Goal of the exercise:
All entries are to be copied exactly, with pictures removed.
[Input records — start]
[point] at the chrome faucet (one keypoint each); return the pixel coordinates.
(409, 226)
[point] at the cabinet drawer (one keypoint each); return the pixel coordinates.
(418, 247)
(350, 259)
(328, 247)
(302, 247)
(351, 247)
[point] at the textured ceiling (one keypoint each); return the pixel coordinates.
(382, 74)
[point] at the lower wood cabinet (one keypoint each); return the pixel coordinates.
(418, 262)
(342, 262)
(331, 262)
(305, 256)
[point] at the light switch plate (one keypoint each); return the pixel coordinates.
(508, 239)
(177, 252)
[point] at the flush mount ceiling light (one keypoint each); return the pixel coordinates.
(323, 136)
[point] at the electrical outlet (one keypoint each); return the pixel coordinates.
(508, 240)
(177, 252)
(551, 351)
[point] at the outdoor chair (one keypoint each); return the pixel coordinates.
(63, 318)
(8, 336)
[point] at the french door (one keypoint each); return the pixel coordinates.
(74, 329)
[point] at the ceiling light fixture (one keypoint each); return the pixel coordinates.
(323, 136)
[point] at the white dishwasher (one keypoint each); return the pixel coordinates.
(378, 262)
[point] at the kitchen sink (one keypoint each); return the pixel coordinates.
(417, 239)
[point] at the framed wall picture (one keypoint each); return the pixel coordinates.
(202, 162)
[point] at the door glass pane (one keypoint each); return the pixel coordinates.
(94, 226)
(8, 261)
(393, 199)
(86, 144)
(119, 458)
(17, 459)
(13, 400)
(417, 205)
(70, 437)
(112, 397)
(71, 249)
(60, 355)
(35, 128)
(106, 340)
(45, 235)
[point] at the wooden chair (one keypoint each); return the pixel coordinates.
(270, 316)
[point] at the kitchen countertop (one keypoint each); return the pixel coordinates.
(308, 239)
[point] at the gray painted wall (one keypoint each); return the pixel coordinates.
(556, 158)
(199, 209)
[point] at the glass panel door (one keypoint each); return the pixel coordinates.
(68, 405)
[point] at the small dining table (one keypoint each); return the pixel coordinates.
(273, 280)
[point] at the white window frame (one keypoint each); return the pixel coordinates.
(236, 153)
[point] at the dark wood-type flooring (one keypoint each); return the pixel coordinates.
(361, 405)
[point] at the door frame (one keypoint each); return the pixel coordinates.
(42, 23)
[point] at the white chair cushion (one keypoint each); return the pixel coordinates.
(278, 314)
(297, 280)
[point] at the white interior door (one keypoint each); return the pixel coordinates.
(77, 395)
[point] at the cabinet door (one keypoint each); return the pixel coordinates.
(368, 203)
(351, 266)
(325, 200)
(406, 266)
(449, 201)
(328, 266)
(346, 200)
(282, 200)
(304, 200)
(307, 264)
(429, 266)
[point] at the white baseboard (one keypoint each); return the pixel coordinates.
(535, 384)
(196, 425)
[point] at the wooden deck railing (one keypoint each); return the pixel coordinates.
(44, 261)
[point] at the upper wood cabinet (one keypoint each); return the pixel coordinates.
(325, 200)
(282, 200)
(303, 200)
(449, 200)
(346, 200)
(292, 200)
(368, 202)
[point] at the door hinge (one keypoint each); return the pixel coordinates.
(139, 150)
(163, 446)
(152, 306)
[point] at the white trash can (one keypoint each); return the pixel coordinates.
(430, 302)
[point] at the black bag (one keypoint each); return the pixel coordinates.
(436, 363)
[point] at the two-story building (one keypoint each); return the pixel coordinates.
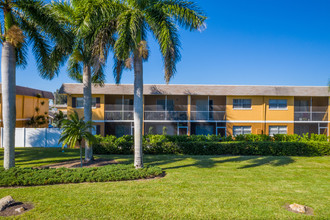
(207, 109)
(29, 103)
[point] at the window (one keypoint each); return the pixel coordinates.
(78, 102)
(278, 104)
(237, 130)
(301, 106)
(96, 130)
(162, 105)
(277, 130)
(242, 104)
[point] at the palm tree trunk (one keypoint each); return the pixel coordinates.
(87, 83)
(138, 110)
(8, 72)
(80, 148)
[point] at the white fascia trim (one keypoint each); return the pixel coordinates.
(208, 121)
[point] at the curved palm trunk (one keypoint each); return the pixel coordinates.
(8, 72)
(138, 111)
(87, 83)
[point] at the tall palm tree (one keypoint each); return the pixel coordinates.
(83, 18)
(23, 22)
(160, 18)
(75, 130)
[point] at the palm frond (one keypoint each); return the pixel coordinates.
(188, 14)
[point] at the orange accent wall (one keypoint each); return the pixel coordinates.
(280, 115)
(97, 113)
(256, 112)
(260, 128)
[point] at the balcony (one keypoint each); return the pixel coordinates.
(119, 115)
(165, 116)
(311, 114)
(208, 115)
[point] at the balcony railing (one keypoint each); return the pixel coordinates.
(310, 113)
(164, 116)
(208, 115)
(119, 115)
(311, 116)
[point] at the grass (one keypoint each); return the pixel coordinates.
(195, 187)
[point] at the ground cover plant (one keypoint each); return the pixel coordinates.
(195, 187)
(34, 176)
(279, 145)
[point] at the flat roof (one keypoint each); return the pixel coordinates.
(20, 90)
(211, 90)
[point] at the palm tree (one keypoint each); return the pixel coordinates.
(160, 17)
(84, 19)
(75, 130)
(24, 22)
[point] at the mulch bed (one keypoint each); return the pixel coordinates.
(10, 210)
(76, 164)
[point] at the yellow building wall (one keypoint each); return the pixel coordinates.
[Input records — finish]
Solution to the problem:
[point] at the chrome faucet (one keypoint each); return the pixel coordinates.
(409, 226)
[point] at the cabinet drawer (one keypoint each); return the pixel coordinates.
(418, 247)
(350, 259)
(328, 247)
(302, 247)
(351, 247)
[point] at the textured ceiling (one keypoint each); return the pixel coordinates.
(382, 74)
[point] at the lower wood cabinet (one keypoint each); return the pixel coordinates.
(418, 262)
(342, 262)
(331, 262)
(305, 256)
[point] at the light switch plate (one keypoint each); return the pixel coordinates.
(508, 239)
(177, 252)
[point] at the flush mount ceiling light (one keypoint each); return the pixel coordinates.
(323, 136)
[point] at the electrical outlet (one keypoint each); return the pixel coordinates.
(508, 240)
(177, 252)
(551, 351)
[point] at the outdoor chair (one keypoint each); return the pixel coordinates.
(63, 318)
(8, 336)
[point] at the french door (one keypoint each); return the pixel coordinates.
(74, 329)
[point] at the ceiling light fixture (one keypoint each); return the pixel coordinates.
(323, 136)
[point] at the white dishwasher (one keypoint each); return the pixel coordinates.
(378, 262)
[point] at the kitchen sink (one keypoint each); return the pixel coordinates.
(417, 239)
[point] at the framed wall picture (one keypoint each); return the pixel coordinates.
(202, 162)
[point] at the door glass pane (one keypoint each); return the pixel coordinates.
(94, 226)
(8, 261)
(393, 199)
(86, 144)
(119, 458)
(17, 459)
(13, 400)
(417, 205)
(70, 437)
(112, 397)
(71, 249)
(60, 355)
(35, 128)
(106, 340)
(45, 235)
[point] at the wooden chair (one keypoint each); return the pixel coordinates.
(270, 316)
[point] at the kitchen countertop (one keypoint each); return the pixel coordinates.
(308, 239)
[point] at the gray painted wall (one keypoint each); return the pixel coordinates.
(556, 158)
(199, 209)
[point] at the glass panel door (one keypoint each); return the pixel coordinates.
(68, 405)
[point] at the small dining table (one keypoint each); return the pixel coordinates.
(273, 280)
[point] at the white window frame (one keypoint each); return the pixel coordinates.
(236, 153)
[point] at the dark wood-type flooring (one keypoint each); return the pixel coordinates.
(361, 405)
[point] at the door frame (one keypoint each); return the pixel coordinates.
(42, 23)
[point] at the white chair cushion (one keypoint each); return the pixel coordinates.
(278, 314)
(297, 280)
[point] at the white interior door (one keypoint each); return the pixel coordinates.
(77, 395)
[point] at the cabinet door (one keypoint each); return the pixel coordinates.
(368, 203)
(351, 266)
(325, 200)
(406, 266)
(449, 201)
(328, 266)
(346, 200)
(282, 200)
(304, 200)
(307, 264)
(429, 266)
[point] at the white baseboard (one keypoint each); return the pixel coordinates.
(535, 384)
(196, 425)
[point] at the wooden deck railing (one keypoint each); return the pixel coordinates.
(44, 261)
[point] at the upper wood cabinet (one keypoint each); return the pixel coordinates.
(325, 200)
(282, 200)
(303, 200)
(449, 200)
(346, 200)
(292, 200)
(368, 202)
[point] at the door hinge (one keypoint each); return the pixel coordinates.
(139, 150)
(163, 446)
(152, 306)
[point] at the white trash can (one keypoint each); return the pixel coordinates.
(430, 302)
[point] at the black bag (one keypoint each); return the pixel coordinates.
(436, 363)
[point] at the two-story building (one keypoint each); return the pixel coordinates.
(207, 109)
(29, 103)
[point] at the window (one keypoint each); return the pixel coordinates.
(78, 102)
(278, 104)
(237, 130)
(301, 106)
(96, 130)
(162, 105)
(277, 130)
(242, 104)
[point] at the palm tree trunk (one keypoint each); return the pixel coordinates.
(87, 83)
(138, 110)
(8, 72)
(80, 148)
[point] at the white fascia trim (one keypoint each); return the pixel coordinates.
(208, 121)
[point] at the curved palm trunk (one keypoint each); return the pixel coordinates.
(8, 72)
(138, 111)
(87, 83)
[point] at the tall palm tree (one keypoint each); return the pixel coordinates.
(83, 18)
(23, 22)
(160, 18)
(75, 130)
[point] at the palm frond (one keypoint each); return the pixel coordinates.
(188, 14)
[point] at the orange accent wall (one keypoint each); return the pixel coordinates.
(280, 115)
(97, 113)
(256, 112)
(260, 128)
[point] at the balcony (one keypoint each); return the pixel coordinates.
(119, 115)
(165, 116)
(311, 114)
(208, 115)
[point] at the balcony railing (one keypoint each); return the pixel coordinates.
(310, 113)
(164, 116)
(208, 115)
(119, 115)
(311, 116)
[point] at the grass (one keypoint each); return the pixel coordinates.
(195, 187)
[point] at the ground cover plant (one keypoint each); return the pixel coordinates.
(195, 187)
(34, 176)
(279, 145)
[point] at the flat roof (one keypoint each); return the pixel coordinates.
(20, 90)
(211, 90)
[point] at the palm tree (one keypoint each); return the pixel coordinates.
(160, 17)
(84, 19)
(75, 130)
(24, 22)
[point] at the mulch bed (one keypoint each); return the pixel coordinates.
(10, 210)
(76, 164)
[point] at the yellow building wall (one keypoint each); return the pixel coordinates.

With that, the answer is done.